* [Testo da leggere]:
* * * * *
I disegni, le incisioni e il lavoro di Fabrizio non sono pure trasposizioni di questo bagaglio di conoscenze e informazioni. Anche lui sicuramente si è trovato di fronte al mistero dell’arte e da artista sa che per innovare bisogna stare in guardia. I suoi lavori sono la visualizzazione di un percorso biografico e culturale di un uomo che si trova di fronte a grandi interrogativi ed altrettanto grandi risposte, cercando la sua personale posizione attraverso la lente della contemporaneità. La vera necessità della conoscenza è quella di avere una linea di partenza: lo sprint, la fatica del percorso e la meta sono personali ed uniche.
I suoi disegni si presentano chiari all’osservatore per conoscenza ed abilita artistica, creando un forte impatto visivo. Essi sono pronti ad un dialogo sia con l’osservatore che con l’ambiente circostante. Le opere si relazionano con il primo, mentre i personaggi delle opere sembrano più interessati al secondo.
L’artista sviluppa quotidianamente questa dinamica spazio-temporale.
* * * * *
Record di coordinate annotati
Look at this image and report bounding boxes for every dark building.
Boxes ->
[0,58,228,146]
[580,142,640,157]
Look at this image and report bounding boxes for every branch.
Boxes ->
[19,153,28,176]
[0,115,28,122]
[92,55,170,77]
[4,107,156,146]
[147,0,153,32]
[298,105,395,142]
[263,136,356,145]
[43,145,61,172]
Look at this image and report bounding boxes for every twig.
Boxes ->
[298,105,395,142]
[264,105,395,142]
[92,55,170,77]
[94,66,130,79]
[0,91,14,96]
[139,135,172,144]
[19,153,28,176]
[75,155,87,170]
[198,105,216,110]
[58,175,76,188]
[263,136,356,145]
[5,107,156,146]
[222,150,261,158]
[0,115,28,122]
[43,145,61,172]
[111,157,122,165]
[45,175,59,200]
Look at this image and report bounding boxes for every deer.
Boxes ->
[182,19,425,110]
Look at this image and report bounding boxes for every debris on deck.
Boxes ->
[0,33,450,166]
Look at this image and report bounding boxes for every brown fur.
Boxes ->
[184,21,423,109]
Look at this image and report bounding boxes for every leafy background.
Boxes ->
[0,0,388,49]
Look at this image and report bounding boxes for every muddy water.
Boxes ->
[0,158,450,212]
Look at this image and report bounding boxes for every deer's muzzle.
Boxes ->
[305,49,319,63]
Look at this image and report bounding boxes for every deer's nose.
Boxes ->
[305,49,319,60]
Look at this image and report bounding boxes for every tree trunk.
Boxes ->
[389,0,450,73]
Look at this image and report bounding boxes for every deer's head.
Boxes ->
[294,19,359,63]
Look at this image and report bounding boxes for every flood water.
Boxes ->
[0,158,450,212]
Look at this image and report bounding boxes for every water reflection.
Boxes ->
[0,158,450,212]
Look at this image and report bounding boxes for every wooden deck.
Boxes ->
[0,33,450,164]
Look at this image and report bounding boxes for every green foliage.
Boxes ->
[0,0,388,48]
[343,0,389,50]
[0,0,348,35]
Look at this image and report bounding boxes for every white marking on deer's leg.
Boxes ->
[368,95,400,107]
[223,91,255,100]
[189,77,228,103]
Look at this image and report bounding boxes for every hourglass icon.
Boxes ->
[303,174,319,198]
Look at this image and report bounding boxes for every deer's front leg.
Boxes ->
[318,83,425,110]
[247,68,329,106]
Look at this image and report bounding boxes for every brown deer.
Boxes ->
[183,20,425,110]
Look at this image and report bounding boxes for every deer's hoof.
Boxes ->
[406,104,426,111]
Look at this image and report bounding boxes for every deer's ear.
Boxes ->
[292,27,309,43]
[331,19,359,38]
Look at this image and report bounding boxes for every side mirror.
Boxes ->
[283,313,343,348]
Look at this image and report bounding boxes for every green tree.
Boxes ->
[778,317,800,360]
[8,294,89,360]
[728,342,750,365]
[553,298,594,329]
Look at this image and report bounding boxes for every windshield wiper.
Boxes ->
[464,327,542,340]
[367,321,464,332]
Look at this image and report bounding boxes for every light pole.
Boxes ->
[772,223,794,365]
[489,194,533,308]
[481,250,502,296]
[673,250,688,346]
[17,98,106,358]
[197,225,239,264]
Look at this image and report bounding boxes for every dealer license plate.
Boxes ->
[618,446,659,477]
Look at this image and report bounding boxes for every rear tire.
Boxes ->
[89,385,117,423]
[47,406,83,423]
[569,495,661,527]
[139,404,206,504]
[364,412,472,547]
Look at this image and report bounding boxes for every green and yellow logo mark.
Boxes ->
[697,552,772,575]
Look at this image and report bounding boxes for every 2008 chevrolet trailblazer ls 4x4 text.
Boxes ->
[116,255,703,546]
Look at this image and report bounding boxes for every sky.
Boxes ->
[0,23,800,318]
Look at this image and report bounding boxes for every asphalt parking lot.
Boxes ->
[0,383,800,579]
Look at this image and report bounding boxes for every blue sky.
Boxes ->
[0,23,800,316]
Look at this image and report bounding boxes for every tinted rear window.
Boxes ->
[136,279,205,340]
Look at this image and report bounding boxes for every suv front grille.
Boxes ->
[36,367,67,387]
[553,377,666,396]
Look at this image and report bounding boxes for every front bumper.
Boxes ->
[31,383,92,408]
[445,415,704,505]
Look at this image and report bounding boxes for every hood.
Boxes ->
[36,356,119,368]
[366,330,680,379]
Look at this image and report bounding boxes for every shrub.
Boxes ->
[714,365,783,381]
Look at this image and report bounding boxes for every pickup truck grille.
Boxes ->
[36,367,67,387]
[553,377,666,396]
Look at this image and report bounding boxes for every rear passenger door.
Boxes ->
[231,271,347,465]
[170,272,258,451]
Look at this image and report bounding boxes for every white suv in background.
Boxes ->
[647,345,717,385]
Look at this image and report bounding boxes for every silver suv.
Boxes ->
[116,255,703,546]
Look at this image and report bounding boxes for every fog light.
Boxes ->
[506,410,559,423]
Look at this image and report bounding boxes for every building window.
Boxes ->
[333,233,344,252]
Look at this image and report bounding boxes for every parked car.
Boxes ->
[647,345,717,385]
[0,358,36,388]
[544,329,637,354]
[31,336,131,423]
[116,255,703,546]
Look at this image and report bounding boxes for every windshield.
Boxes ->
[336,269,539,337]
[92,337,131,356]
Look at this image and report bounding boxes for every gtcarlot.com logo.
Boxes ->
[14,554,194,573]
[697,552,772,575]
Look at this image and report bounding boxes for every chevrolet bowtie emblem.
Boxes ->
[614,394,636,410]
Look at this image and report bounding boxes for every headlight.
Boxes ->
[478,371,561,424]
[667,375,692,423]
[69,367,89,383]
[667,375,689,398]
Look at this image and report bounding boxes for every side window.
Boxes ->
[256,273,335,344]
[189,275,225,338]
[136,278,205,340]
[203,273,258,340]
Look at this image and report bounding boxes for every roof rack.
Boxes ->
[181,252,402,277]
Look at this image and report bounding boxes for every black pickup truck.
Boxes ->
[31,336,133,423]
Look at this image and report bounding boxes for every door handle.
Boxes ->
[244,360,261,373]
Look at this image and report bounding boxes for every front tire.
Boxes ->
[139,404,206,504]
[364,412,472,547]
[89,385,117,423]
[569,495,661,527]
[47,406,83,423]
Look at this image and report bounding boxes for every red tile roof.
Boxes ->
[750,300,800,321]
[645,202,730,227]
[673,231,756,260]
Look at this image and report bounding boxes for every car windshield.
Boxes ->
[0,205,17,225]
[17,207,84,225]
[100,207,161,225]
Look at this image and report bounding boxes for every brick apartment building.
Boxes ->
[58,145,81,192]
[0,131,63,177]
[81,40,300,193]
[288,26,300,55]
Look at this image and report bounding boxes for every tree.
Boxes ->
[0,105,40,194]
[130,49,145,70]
* * * * *
* [Esercizi]:
A - Rispondi a queste domande sul testo dedicato ai disegni di Fabrizio:
(i) Attraverso quale lente l'uomo cerca la sua personale posizione?
(ii) A che cosa sembrano più interessati i personaggi delle opere?
(iii) Che cosa sviluppa quotidianamente l'artista?
B - Scrivi il seguito del testo sui disegni di Fabrizio, partendo dopo l'ultima frase.

* [Soluzioni]:
A -
(i) Attraverso la lente della contemporaneità.
(ii) All'ambiente circostante.
(iii) Questa dinamica spazio-temporale.

B -
Il gesto di condivisione delle sue opere è quello di una mano tesa, pronta ad accompagnare e catapultare in un mondo generoso che frantuma le divisioni tra presente e il passato, introducendo una dimensione che forse non è del tutto nuova. È come ritrovare il nuovo ed il vecchio nelle nostre città: una prassi, una abitudine. I palazzi in cui viviamo, di più recente costruzione, hanno come cantine i basamenti millenari di costruzioni precedenti.
Questo significa affidare all’arte un compito di archeologia o di memoria? Non esattamente, significa molto di più e forse risponde meglio alle caratteristiche dell’impegno costante e produttivo.
Un presupposto che ha bisogno di un seguito: a volte superfluo, altre necessario.
Cotognini rende nitido e visibile ciò che, per me, appare arduo e difficile da raccontare o scrivere.